:: DATA TO USE ::

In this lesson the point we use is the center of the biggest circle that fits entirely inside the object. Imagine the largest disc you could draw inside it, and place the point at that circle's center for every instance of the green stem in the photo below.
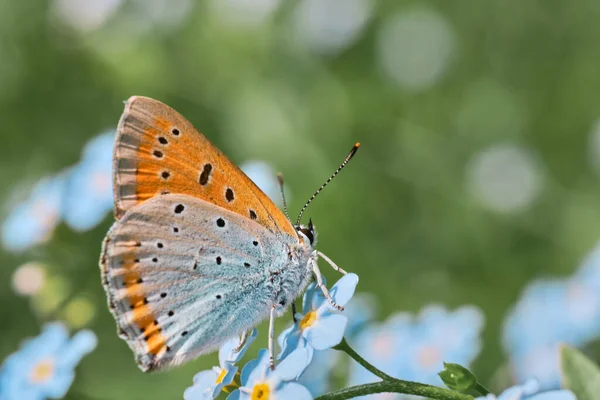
(482, 389)
(389, 384)
(345, 347)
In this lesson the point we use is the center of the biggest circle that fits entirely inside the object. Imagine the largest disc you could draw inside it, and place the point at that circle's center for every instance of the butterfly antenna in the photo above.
(337, 171)
(280, 180)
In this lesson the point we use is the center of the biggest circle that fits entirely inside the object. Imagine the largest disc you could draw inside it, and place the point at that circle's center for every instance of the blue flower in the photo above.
(208, 384)
(316, 376)
(530, 391)
(89, 194)
(44, 366)
(320, 326)
(260, 382)
(32, 221)
(550, 312)
(416, 348)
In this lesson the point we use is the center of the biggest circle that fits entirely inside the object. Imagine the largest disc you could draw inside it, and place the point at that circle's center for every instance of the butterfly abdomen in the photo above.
(290, 280)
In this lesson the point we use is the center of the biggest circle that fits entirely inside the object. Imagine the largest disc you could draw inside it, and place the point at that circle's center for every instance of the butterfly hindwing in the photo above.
(158, 151)
(184, 275)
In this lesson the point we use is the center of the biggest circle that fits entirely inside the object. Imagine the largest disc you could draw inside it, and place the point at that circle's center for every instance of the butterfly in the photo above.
(198, 253)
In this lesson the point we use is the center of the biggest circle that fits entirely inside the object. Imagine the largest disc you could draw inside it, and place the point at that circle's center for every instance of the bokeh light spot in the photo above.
(505, 178)
(415, 48)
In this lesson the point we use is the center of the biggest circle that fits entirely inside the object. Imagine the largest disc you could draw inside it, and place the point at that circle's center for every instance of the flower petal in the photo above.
(256, 369)
(294, 391)
(327, 331)
(343, 290)
(292, 366)
(554, 395)
(81, 344)
(235, 395)
(290, 340)
(227, 351)
(205, 378)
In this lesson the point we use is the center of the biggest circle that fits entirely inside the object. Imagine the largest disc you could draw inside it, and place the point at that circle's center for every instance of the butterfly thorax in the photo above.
(289, 281)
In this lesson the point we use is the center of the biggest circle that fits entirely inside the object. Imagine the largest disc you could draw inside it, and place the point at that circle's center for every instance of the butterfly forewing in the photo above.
(158, 151)
(184, 275)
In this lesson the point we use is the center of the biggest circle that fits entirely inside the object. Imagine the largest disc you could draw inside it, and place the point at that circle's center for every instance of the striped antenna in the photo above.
(337, 171)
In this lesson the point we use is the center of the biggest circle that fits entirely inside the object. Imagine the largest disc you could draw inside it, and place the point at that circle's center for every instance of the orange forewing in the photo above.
(158, 151)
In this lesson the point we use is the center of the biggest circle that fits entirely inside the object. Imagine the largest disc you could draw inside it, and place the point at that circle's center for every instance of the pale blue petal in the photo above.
(57, 387)
(256, 369)
(81, 344)
(316, 377)
(513, 393)
(205, 378)
(292, 390)
(52, 339)
(197, 392)
(530, 387)
(554, 395)
(327, 331)
(227, 353)
(263, 175)
(290, 340)
(361, 310)
(307, 299)
(33, 220)
(344, 289)
(292, 366)
(88, 195)
(228, 378)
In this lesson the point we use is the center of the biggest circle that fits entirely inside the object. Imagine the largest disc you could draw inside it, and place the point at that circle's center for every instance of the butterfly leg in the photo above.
(243, 340)
(323, 288)
(271, 337)
(294, 312)
(330, 262)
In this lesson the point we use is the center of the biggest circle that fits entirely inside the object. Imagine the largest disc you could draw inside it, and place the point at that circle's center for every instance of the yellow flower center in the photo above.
(261, 392)
(42, 371)
(308, 320)
(221, 376)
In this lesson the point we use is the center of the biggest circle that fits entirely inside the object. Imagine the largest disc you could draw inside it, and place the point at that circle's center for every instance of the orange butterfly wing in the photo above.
(158, 151)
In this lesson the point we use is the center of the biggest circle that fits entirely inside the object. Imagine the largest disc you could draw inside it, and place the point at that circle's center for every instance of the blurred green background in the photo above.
(478, 169)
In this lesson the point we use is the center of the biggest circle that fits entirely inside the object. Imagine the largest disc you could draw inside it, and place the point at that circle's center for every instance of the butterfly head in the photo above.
(307, 233)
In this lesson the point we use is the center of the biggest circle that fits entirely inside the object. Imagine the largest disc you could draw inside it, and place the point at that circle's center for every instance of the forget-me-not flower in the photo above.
(88, 195)
(263, 175)
(320, 326)
(259, 382)
(416, 348)
(530, 391)
(548, 313)
(33, 220)
(360, 311)
(208, 384)
(44, 367)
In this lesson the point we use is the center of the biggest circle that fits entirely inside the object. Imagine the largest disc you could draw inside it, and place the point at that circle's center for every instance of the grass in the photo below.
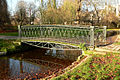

:: EXERCISE AIM ::
Your reply should hold only the records, duplicated exactly, without any image.

:: REPLY TO THE TASK ::
In this lesson the point we use is the center of the biggest circle that fits entirely inside the object. Imagine the largest disc you could draw inside it, and place the point at that circle's center for every instance of the green stem in the photo below.
(482, 389)
(389, 384)
(345, 347)
In this lesson the point we use is the center of the biggest circle that fits entirely inside the object. Imagine the largest disc you could draw inside it, and place the point at that circle's center for every instance of the butterfly antenna in the photo above.
(337, 171)
(280, 180)
In this lesson the point we use is the center of the biggest circle that fits entirely inside the object. Imagine the largest disc you could draw inside it, and place the point at that circle's center for every instance of the blue flower in the photo above.
(208, 384)
(316, 376)
(530, 391)
(89, 194)
(44, 366)
(320, 326)
(260, 382)
(32, 221)
(550, 312)
(416, 348)
In this lesson the point we use is the center of the biggest circle that fits entirely inside the object. Imagine the largest disc you could draw inside it, and place the point at that circle's center for every instance of the butterfly abdomen in the photo above.
(290, 280)
In this lesson the point we use is the center of the biggest circle that fits entirely inside the object. Imagine the largest disc you could draw inside it, and place the point at that circle's center for every instance of the butterfly hindwing in the photo above.
(158, 151)
(184, 275)
In this lesson the point we use is the center of the biggest circle that fits entirely inside the object. Imagine the largest disc you could draw inside it, and place the point at that circle's center for every instance of the butterfly in the photo above.
(198, 253)
In this lesson the point we use is the center of the biggest circle that fits entirely inside the object. Imagine the largest disc you could draw inside it, and place the point at that circle's center for every instance of the bokeh light spot in the photo above.
(505, 178)
(415, 48)
In this lesson the point we use is the center of the biggest circle that fits entirely inside the object. Imagine the largest disc you could draw inside it, and place the point at that circle's center for every instance of the flower petal in the photo above.
(256, 369)
(294, 391)
(327, 331)
(343, 290)
(292, 366)
(554, 395)
(81, 344)
(235, 395)
(290, 340)
(227, 351)
(205, 378)
In this lesson the point we use is the center of the biggest circle that fits entirely inside the object. Imagine the largest disc you could draw inside it, and place the point at that circle's center for every instance of the butterfly thorax in the photo above.
(289, 281)
In this lesson the point we use is the center of the biggest circle that fits entirely inside the object. Imagine the largest disc you could draw inside it, and place the point at that circle's center for every instance of the butterfly forewing in the photo above.
(158, 151)
(184, 275)
In this lesson the point we use is the center of the biggest circle that fits entirely inside the object. Imagine the largest disc you could draw inside it, and place the point at that circle's center for every instance of the striped antenna in the photo above.
(337, 171)
In this lesson the point we use is the center of the biggest circle that fits entirely inside the object. Imagine the largest disc you could draw inside it, and place the point at that circle's center for every instance of the orange forewing in the photo above.
(158, 151)
In this lesson the point we use is the center of the biggest circle that fits entirely inside the object. Imagine the largest disc you could draw inside it, and place the point at that circle's center for every instance of the pale blue petal in the photo above.
(57, 387)
(256, 369)
(81, 344)
(316, 377)
(513, 393)
(205, 378)
(292, 390)
(52, 339)
(197, 392)
(530, 387)
(554, 395)
(327, 331)
(227, 353)
(263, 175)
(290, 340)
(361, 310)
(307, 299)
(33, 220)
(344, 289)
(292, 366)
(88, 195)
(228, 378)
In this lesson the point we use is the center of the biggest circle that fits entirely inside the object. Imagine the largest disc you could draw inside it, and place the point at that circle's center for every instance of the butterfly leg in the photo above.
(243, 340)
(323, 288)
(271, 337)
(294, 312)
(330, 262)
In this lesson the point we use is the center of the biggest circle that fits entirely inside the object. Imagine the largest disc you could draw inside it, and place the point at that circle's center for every instance of the yellow flower center in the photo above.
(261, 392)
(42, 371)
(308, 320)
(221, 376)
In this lesson the point we use is the center of the biggest circle that fits entirely inside the object. Imagine the largest disc you could draw inside it, and place the point at that circle's center for every instance of the orange butterfly wing in the photo above.
(158, 151)
In this lesson the point we use is the center of the biggest circle that fits entirely inside the object. Imagine the largest disc you could draw inside it, and place the point at that circle's center for every instance of the blurred green background in the photo above.
(478, 169)
In this lesson the point we use is the center of the biggest circle that fits entirely inside the object. Imagine the largest disc you could draw inside it, and place the point at that circle's center for every instance of the butterfly head in the photo above.
(307, 233)
In this lesson the point we use is the center of the biggest circle that fits entirely inside the object. Imagine the largest disc you could draw inside it, and place the point at that circle's center for every instance of the forget-me-not flower in the photo above.
(88, 195)
(263, 175)
(320, 326)
(259, 382)
(416, 348)
(530, 391)
(548, 313)
(33, 220)
(360, 311)
(208, 384)
(44, 367)
In this lesson the point we use is the center of the biggest circle that fits entirely inside the object. Imagine the largest disc you could draw inside it, and place the point at that circle's center for every instance of the grass in the photo below.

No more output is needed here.